◆ **To be done**
Reproduce the listing word for word, beginning at its first line and stopping after the line that contains "312 251 L 312".

★ ★ ★ ★

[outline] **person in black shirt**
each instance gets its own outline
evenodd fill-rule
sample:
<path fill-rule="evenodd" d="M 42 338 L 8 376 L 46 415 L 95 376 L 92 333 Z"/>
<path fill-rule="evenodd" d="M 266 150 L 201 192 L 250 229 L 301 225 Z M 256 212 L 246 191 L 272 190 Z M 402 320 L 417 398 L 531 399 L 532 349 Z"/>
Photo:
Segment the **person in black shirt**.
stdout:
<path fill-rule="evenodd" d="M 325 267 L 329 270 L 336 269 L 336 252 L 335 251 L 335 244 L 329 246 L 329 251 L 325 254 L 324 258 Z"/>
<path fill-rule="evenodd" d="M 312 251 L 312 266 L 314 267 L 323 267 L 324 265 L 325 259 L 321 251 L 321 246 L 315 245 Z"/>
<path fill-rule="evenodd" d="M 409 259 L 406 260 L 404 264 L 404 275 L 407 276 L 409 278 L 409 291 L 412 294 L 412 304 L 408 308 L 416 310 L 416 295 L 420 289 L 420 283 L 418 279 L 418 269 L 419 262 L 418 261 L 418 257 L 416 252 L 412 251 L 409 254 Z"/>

★ ★ ★ ★

◆ **The result**
[outline] **person in black shirt**
each instance gets its own outline
evenodd fill-rule
sample:
<path fill-rule="evenodd" d="M 42 338 L 8 376 L 46 415 L 95 376 L 92 333 Z"/>
<path fill-rule="evenodd" d="M 266 150 L 201 192 L 250 229 L 301 225 Z M 256 212 L 246 191 L 272 190 Z M 402 320 L 417 398 L 531 399 L 532 349 Z"/>
Photo:
Segment the **person in black shirt**.
stdout:
<path fill-rule="evenodd" d="M 325 267 L 329 270 L 336 269 L 336 252 L 335 251 L 335 244 L 329 246 L 329 251 L 325 254 L 324 258 Z"/>
<path fill-rule="evenodd" d="M 312 251 L 312 266 L 314 267 L 323 267 L 324 265 L 325 259 L 321 251 L 321 246 L 315 245 Z"/>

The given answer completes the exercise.